Pull out the text lines of each record below word for word, leaving out the pictures.

── Given information ──

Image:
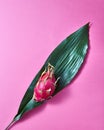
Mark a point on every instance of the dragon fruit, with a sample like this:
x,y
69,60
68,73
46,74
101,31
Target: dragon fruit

───

• **Solution to this task**:
Image:
Mark a point on every instance of the dragon fruit, with a sample like this:
x,y
69,60
68,73
46,74
101,31
Target: dragon fruit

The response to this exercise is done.